Data entries:
++++

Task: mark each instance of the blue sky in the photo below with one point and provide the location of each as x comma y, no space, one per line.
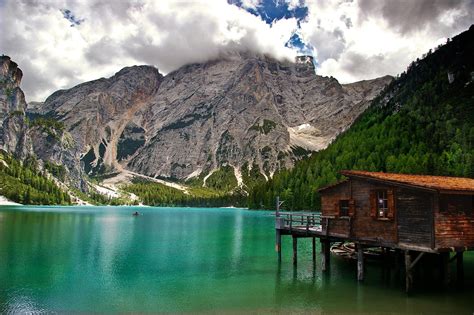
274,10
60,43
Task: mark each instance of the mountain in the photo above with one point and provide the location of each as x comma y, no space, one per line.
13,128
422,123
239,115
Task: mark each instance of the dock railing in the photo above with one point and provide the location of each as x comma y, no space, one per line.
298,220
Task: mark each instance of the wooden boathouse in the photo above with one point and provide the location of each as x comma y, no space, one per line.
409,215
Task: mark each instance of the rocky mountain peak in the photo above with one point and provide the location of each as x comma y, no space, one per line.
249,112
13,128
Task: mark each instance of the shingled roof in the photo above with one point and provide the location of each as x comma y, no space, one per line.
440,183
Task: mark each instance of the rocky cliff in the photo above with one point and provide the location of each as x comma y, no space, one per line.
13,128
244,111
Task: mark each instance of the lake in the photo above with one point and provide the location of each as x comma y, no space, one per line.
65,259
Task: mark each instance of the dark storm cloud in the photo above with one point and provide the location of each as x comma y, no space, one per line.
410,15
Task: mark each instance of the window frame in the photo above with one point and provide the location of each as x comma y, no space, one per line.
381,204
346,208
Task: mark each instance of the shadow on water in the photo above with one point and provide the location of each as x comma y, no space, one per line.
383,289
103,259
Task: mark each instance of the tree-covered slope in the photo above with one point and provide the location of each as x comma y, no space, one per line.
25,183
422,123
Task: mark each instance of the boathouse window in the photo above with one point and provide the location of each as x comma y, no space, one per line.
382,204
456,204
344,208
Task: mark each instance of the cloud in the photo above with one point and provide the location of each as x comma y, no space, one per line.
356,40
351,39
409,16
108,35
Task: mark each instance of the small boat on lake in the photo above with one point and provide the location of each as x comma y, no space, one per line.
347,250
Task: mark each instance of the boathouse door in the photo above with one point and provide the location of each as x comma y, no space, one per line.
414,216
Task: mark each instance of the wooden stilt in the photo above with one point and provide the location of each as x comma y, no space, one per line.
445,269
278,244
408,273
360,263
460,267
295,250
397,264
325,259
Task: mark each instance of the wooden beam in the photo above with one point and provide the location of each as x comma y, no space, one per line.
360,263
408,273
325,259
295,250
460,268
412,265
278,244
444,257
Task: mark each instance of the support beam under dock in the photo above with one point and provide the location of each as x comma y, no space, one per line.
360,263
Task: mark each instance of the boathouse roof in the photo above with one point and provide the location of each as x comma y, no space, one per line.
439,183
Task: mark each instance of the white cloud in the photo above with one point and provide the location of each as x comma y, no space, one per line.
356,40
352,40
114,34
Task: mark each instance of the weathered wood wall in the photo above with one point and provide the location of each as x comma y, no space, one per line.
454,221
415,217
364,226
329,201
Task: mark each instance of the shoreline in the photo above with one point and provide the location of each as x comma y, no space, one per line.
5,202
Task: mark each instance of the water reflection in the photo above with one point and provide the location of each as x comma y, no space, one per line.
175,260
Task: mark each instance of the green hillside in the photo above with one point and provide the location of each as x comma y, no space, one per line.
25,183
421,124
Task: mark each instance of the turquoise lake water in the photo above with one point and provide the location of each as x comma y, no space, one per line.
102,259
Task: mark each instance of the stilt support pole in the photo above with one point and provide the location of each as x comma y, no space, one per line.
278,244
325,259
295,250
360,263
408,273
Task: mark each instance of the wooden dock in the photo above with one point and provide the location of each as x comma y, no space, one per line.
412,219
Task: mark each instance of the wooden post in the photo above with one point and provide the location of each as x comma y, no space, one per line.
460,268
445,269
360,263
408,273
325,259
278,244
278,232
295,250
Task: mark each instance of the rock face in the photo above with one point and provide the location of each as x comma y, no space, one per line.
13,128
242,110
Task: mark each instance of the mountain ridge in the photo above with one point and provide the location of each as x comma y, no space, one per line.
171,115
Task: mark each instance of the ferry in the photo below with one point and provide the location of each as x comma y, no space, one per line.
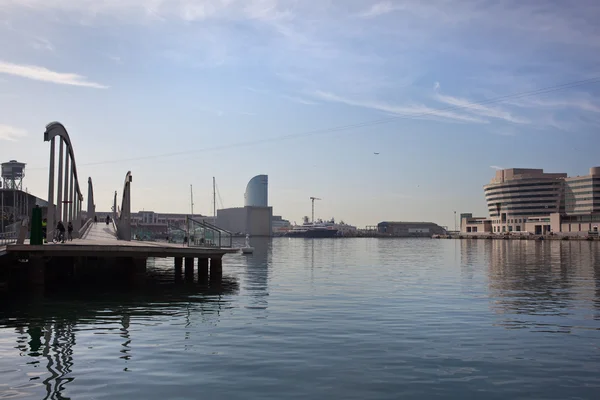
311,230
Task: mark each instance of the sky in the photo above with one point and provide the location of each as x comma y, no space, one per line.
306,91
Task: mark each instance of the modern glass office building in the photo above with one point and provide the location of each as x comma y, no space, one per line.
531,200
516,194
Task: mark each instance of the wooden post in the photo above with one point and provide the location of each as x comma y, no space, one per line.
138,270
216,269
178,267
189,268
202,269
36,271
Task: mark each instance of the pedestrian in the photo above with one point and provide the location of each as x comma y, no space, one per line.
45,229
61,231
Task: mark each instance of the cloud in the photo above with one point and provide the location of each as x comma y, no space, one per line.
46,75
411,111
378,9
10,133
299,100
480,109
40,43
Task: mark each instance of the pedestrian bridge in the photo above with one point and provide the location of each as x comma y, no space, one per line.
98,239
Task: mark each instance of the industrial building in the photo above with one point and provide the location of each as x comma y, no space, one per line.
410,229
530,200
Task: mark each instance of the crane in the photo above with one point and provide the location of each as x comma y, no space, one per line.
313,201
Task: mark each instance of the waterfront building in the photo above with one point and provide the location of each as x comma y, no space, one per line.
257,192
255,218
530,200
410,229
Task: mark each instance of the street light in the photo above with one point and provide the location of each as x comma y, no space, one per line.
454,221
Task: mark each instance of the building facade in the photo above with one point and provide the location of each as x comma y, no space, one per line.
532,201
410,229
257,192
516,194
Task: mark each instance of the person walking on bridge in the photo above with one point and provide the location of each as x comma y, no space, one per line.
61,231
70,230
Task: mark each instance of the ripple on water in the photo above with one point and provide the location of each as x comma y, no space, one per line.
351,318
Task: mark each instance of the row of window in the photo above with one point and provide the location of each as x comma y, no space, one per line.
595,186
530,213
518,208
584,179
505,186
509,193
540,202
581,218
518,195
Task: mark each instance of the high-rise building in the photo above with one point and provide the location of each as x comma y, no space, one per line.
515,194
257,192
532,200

++++

Written request: Update every line above, substituting "a single point" for each "one point" and leaving everything else unchanged. Omit the pictures from your output.

Answer in full:
Task: mark each instance of the blue sky in the photo below with a single point and provide the location of each as x comma y, no space, one per line.
274,10
60,43
Task: mark each instance of the mountain in the photo above with a single point and provide the location of each as x comma y, no space, one per line.
13,128
422,123
239,115
Task: mark each instance of the dock railing in the photo above with a single point and provide the location of each as x comma y, no space, one per line.
298,220
Task: mark each instance of the wooden boathouse in the photo above with a single point and provide the location of each as x comma y, no space, one per line.
409,215
Task: mark each instance of the rocky mountain peak in the photo above with a single point and provide the location of each as x comma y, no space, one per line.
249,112
13,128
Task: mark each instance of the shingled roof in the photo above with a single point and provide the location of each as x comma y, no space, one per line.
440,183
Task: mark each instance of the rocky cliff in the photo above with a single point and provide the location of each as x comma y, no space, one per line.
13,128
244,111
Task: mark each instance of the lake in the photo above with a single point and provide the location of each as x comma y, no space, one per line.
65,259
Task: mark each instance of the dark storm cloud in the photo above with a single point and provide the location of each as x comma y, no space, one per line.
410,15
Task: mark each instance of the window frame in the photo above with a single point and provide the location of each as x comma y, no space, one per line.
381,204
346,208
Task: mark each instance of the shadow on water in the photo above with a single point and provide the location of each as x comma y, no space, one per line.
383,289
103,259
Task: mark each instance of the tree-covered slope in the photo above with a single point and provide the location of each as x comma y, no space, one per line.
25,183
422,123
Task: mark each instance of the boathouse window in the photo above with a single point and provide the location of each as x comma y, no space, one per line.
382,204
456,204
344,208
Task: mark each instance of the cloud in the photo above with a single point and provide the location of each as x comma y, no space, one per line.
356,40
351,39
409,16
108,35
Task: mark each instance of the small boat on lake in the photo above with a single point and provide the location of each as x comma y, no space, one per line.
347,250
Task: mark each instance of the boathouse door in the photo above with a single point and provide the location of each as x comma y, no space, one per line.
414,216
Task: mark each instance of the wooden stilt in the photo above with a single point and provide the location of each as x comma y, no space, one per line.
445,269
278,244
408,273
360,263
460,267
295,250
397,264
325,259
Task: mark each instance of the wooden beam in the photo above with a single point and provide the location of each as x comma y, no space, one per line.
360,263
408,273
325,259
295,250
460,268
412,265
278,244
444,257
Task: mark each instance of the support beam under dock in the photo above with a single point and provide the location of each as x comma y, no space, one per line.
360,263
Task: mark each instance of the boathouse roof in the photo above with a single point and provide the location of each as x comma y, no space, one per line.
439,183
Task: mark each instance of the white cloud in the photo above with a single point and provide the location of each as x comma y, no space, one per line.
356,40
352,40
114,34
Task: mark each instance of the weathered wood wall in the photo above with a single point and provide the location of each as x comma y, no space, one per line.
454,221
415,217
364,226
329,201
Task: mark each instance of the shoreline in the photo above with a single point and provide the location of each as x comma y, no space, one per line.
5,202
Task: mark each instance of the water reflection in the photo above with a single point and provide the location of each as x comma y, no space, one per line.
175,260
Task: mark each instance of the green hillside in the photo above with a single point and provide the location of each as x comma y, no space, one per line.
25,183
421,124
Task: mark each instance of the turquoise lake water in the photo above with a single point and provide the location of each as x comma y, no space, one per line.
102,259
Task: mark each instance of the stilt support pole in the photo above with a single point and provide the location of each as x comma y, no space, one per line.
278,244
325,259
295,250
360,263
408,273
Task: mark each instance of the wooden dock in the photo above with a single point and provide the location of each as x comma y, no space, one per line.
412,219
Task: mark each instance of the wooden post in the photo above with a single point and provide the location of each as x comma y, no space, one per line.
460,268
445,269
360,263
408,273
325,259
278,244
278,232
295,250
Task: mark each instance of the rock face in the photo above with a single point and provide the location of each as x comma y, no space, one per line.
13,128
242,110
Task: mark each instance of the mountain ridge in the photo above with a single point and provide the location of each as x comma y, no space, one per line.
171,115
Task: mark each instance of the ferry in the photo below with a single point and provide the location of each as x comma y, no space, one per line.
311,230
Task: mark each instance of the sky in the photo above with a single point and provide the location of each as x comma y, no space, one per line.
306,91
Task: mark each instance of the modern glass office building in the photo above with a single point and provide the location of each as x comma y, no space, one per line.
531,200
516,194
Task: mark each instance of the wooden post in the photo above with a single point and provide the location of each as x comma y, no space, one per line.
138,270
216,269
178,267
189,268
202,269
36,271
Task: mark each instance of the pedestrian in the photo above with a single point and provide the location of each as x comma y, no space, one per line.
45,229
61,231
Task: mark each instance of the cloud in the photo above with a single point and provide the location of each as x comma y, no space, one per line.
46,75
411,111
378,9
10,133
299,100
480,109
40,43
Task: mark each instance of the pedestrian bridge in the photo above with a single point and provide the location of each as x comma y, no space, one per line.
98,239
Task: mark each instance of the industrial building in the photo above with a single point and provide the location of each as x comma y, no space, one per line.
410,229
530,200
Task: mark each instance of the crane in the photo above with a single point and provide the location of each as x comma y, no space, one per line.
313,201
Task: mark each instance of the waterfront building in the photo above with a single point and provide the location of each as x comma y, no space, one per line.
257,192
255,218
530,200
410,229
Task: mark each instance of the street light in the photo above with a single point and provide the location of each as x comma y, no space, one per line.
454,221
Task: mark each instance of the building facade in the photo above with a single point and provide the location of each as x comma y, no space, one per line.
532,201
410,229
257,192
516,194
Task: mark each instance of the person walking on bridge in the photo above with a single point and provide the location of each as x comma y, no space, one per line.
61,231
70,230
Task: mark each instance of the ripple on water in the photo above with a single point and provide the location of each as x comma y, no space, one per line.
351,318
Task: mark each instance of the row of window in the photo above with a single point and provide the location of each as x comma y, no space, one per line.
595,186
530,213
518,208
584,179
505,186
509,193
540,202
581,218
518,195
Task: mark each instance of the high-rise building in the photo above with a single point and provide the location of each as x comma y, no space, one per line.
515,194
257,192
532,200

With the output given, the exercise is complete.